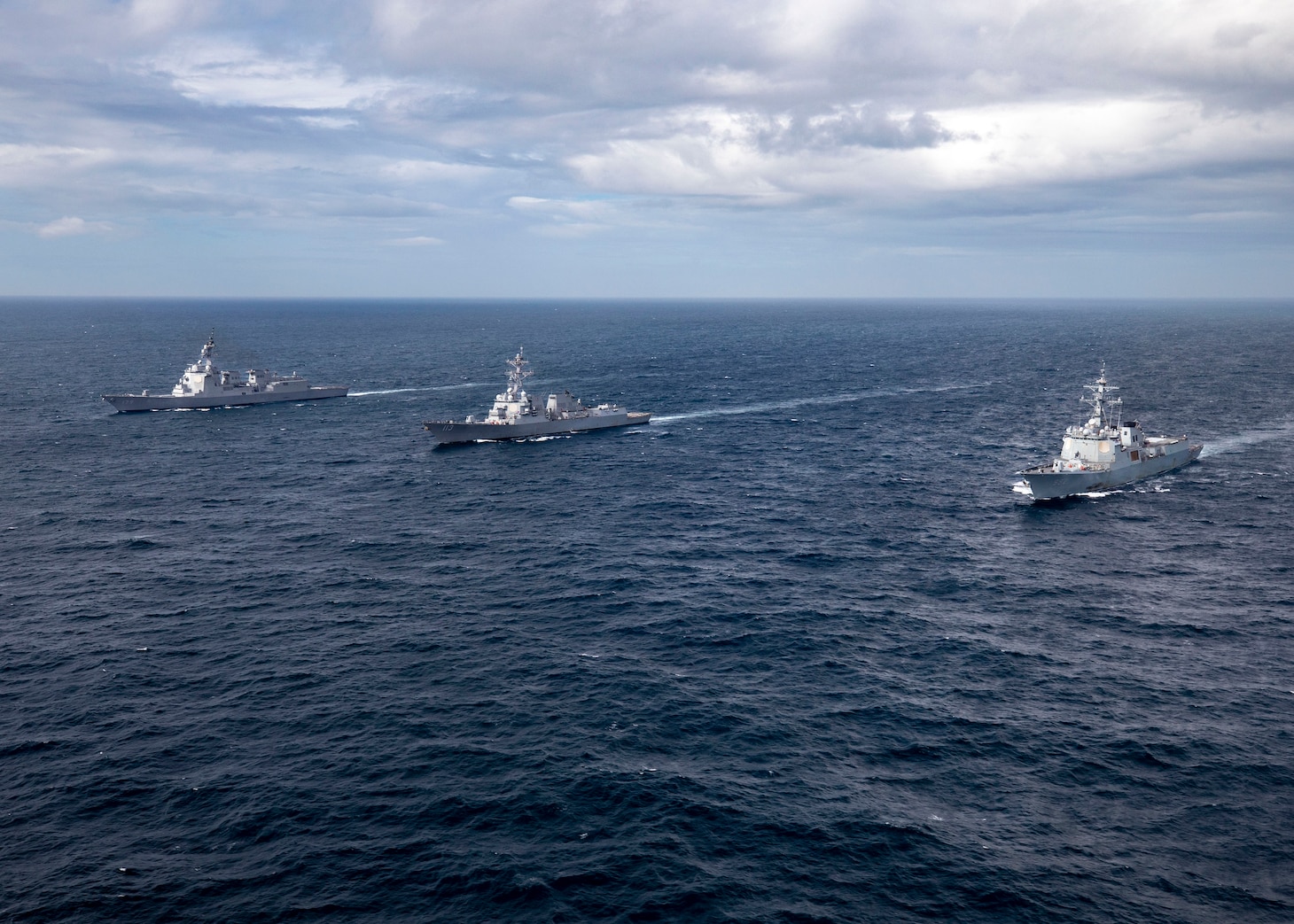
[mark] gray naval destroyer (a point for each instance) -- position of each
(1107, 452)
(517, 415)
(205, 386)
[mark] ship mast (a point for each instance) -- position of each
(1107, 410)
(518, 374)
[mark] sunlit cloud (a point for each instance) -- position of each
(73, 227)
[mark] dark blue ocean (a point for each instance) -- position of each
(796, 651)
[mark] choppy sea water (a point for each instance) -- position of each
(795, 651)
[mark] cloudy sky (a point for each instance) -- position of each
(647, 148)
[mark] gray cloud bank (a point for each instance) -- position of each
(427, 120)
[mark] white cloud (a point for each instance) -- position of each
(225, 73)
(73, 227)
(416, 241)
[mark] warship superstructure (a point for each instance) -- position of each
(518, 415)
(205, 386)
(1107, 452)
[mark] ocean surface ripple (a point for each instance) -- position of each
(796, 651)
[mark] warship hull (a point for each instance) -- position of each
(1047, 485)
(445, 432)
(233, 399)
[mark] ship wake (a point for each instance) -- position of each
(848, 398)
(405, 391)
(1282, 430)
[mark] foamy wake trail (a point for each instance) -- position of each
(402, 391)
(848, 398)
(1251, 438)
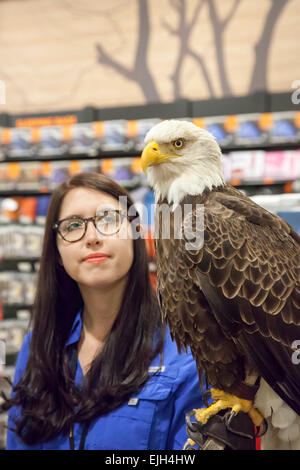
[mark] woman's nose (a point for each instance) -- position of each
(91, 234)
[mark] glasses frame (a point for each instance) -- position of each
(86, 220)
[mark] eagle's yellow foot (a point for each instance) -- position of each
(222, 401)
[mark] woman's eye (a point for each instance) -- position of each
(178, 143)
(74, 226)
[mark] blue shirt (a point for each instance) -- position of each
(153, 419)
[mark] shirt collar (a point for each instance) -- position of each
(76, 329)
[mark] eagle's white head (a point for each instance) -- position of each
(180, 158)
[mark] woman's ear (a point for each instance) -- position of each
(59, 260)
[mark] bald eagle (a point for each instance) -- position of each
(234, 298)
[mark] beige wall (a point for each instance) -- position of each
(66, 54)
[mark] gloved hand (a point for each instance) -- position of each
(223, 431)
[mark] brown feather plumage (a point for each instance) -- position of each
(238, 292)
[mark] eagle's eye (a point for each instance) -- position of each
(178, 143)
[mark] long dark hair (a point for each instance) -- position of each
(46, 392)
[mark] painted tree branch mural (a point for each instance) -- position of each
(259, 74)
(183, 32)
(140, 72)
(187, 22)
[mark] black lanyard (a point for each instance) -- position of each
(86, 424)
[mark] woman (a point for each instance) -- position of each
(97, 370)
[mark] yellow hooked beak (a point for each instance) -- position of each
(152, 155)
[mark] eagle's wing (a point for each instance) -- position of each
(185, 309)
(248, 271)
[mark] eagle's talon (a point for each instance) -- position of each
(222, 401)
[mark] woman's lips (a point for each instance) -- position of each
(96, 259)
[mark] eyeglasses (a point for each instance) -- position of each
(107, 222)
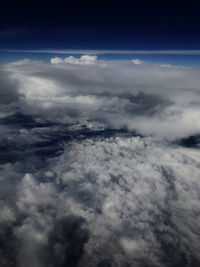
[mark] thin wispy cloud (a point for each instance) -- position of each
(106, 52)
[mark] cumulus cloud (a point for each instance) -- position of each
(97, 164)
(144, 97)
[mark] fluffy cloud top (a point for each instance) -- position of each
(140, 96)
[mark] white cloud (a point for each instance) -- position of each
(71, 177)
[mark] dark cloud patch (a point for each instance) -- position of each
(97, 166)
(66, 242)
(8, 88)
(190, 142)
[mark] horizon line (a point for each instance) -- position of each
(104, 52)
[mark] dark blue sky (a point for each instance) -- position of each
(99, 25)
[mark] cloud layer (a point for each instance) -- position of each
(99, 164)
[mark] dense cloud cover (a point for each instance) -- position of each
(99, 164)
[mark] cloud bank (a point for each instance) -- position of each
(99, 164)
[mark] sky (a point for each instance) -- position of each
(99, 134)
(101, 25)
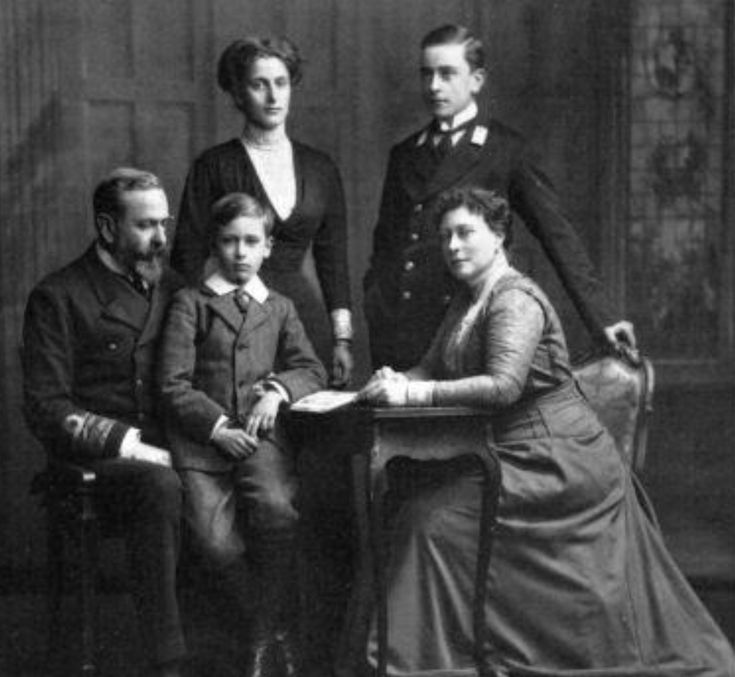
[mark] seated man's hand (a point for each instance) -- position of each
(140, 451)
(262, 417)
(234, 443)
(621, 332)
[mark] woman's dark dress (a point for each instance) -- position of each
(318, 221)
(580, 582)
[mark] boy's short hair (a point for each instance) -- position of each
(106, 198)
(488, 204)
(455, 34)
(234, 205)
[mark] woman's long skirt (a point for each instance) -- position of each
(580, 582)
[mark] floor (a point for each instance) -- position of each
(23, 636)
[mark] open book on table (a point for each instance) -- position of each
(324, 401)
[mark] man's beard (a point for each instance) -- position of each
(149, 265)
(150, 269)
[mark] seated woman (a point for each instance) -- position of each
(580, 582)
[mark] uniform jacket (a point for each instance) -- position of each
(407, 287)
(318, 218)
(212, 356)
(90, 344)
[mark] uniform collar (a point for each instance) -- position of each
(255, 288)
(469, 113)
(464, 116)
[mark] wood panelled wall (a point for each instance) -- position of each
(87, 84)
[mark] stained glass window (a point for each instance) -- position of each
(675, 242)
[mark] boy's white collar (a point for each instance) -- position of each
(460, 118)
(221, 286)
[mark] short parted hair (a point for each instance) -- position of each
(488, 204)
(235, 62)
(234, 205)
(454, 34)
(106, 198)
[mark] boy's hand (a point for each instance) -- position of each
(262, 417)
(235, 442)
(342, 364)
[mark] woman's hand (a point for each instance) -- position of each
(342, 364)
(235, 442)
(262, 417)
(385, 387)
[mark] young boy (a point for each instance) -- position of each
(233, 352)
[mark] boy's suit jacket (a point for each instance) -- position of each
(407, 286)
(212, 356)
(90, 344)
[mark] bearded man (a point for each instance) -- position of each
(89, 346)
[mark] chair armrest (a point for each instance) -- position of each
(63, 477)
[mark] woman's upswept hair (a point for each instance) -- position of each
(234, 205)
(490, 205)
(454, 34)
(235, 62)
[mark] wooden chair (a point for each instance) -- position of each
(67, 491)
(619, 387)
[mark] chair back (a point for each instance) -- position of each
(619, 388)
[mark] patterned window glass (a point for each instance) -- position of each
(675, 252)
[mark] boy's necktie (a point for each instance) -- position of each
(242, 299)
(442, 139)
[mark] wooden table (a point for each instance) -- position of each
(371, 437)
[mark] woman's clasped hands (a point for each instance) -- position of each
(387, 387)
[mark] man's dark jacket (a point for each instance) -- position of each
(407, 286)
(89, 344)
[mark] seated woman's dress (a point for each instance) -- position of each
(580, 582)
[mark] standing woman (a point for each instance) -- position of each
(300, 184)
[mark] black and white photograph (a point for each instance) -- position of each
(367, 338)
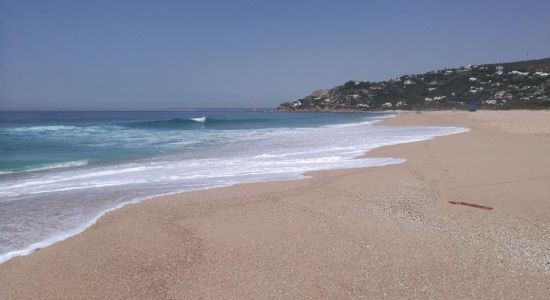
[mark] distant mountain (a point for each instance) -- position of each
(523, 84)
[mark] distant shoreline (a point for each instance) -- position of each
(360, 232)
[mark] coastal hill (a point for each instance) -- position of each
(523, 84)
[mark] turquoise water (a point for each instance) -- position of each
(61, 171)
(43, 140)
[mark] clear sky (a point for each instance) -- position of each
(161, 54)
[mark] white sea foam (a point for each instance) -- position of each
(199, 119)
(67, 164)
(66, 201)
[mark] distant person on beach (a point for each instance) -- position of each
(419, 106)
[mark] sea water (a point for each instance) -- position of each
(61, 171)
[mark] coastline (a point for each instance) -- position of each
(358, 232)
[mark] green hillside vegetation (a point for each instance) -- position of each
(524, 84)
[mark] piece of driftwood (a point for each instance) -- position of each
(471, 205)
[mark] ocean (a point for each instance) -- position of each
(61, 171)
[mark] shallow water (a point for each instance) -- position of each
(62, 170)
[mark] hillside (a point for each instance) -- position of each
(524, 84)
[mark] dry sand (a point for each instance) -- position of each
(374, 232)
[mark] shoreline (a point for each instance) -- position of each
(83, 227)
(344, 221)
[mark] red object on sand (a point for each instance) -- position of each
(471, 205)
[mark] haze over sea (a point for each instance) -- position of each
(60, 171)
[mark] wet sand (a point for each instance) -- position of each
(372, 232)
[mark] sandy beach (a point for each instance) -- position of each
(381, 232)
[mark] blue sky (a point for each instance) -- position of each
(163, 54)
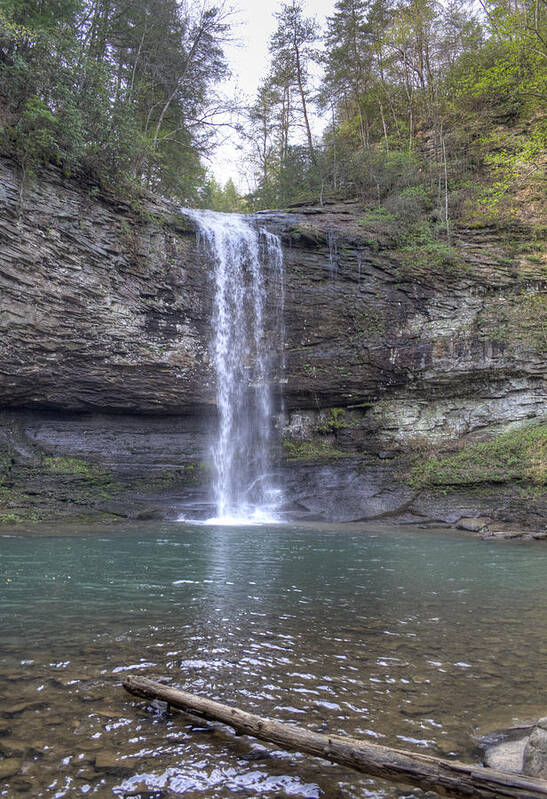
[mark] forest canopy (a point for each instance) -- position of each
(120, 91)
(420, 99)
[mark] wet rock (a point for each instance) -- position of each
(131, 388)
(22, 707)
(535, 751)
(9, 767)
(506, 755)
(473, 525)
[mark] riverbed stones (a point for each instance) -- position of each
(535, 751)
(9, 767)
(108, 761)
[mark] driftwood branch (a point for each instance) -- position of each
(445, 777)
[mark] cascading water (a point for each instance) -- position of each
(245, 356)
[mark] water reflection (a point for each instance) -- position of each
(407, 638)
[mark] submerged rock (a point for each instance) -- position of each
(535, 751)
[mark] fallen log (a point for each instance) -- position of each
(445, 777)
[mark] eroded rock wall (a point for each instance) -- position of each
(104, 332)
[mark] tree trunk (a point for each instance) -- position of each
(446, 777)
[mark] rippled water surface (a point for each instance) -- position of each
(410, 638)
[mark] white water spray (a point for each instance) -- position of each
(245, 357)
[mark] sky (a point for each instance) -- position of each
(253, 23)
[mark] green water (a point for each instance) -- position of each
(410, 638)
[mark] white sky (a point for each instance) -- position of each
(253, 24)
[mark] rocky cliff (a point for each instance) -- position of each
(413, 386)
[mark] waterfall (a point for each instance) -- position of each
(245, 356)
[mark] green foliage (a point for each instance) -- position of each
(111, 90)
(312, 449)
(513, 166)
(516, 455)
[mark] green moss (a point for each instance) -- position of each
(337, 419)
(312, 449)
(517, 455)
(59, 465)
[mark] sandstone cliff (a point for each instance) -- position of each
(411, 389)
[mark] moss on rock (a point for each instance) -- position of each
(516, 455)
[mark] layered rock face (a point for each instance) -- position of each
**********
Exercise goal: Scale the listing starting at the line containing "[mark] cascading water" and ending at the end of the listing. Rewrite those lines with their requests, multiplying each point coordinate in the answers by 2.35 and rounding to a whole number, with halves rounded up.

Output below:
[mark] cascading water (a point for each instance) -- position of each
(576, 837)
[mark] water reflection (a point for each instance) -- position of each
(956, 1499)
[mark] submerged rock (a point for each instance) -- position of each
(1257, 1765)
[mark] fallen log (a point for each instance) -- position of each
(1046, 1826)
[mark] eroded rock wall (a point for each instance) -- position of each
(244, 780)
[mark] tree trunk (a point for each instance) -- position of each
(1048, 1826)
[mark] rippled water surface (a point for each instance) -- position of each
(964, 1499)
[mark] white water spray (a point for each instance) -- position of each
(576, 839)
[mark] sky (a point for each instance) -- position of each
(595, 54)
[mark] green water (a point for each instance) -- position of each
(964, 1499)
[mark] white sky (a point for each instance) -- position of each
(595, 56)
[mark] rocky cliff (a point for each instance) -- position of each
(971, 907)
[mark] waterfall (a point for each instance) -- position of each
(576, 837)
[mark] green foliage (a point for each instance) -- position of each
(261, 212)
(733, 1055)
(1206, 390)
(1213, 1069)
[mark] green moss (a point for each instance) -- position of each
(792, 985)
(733, 1055)
(1215, 1069)
(139, 1093)
[mark] sandstone cliff (a point for each instance) -- position of each
(966, 914)
[mark] moss on rock (a point for each instance) -- position of each
(1213, 1069)
[mark] layered rock face (a point for each instance) -- position of each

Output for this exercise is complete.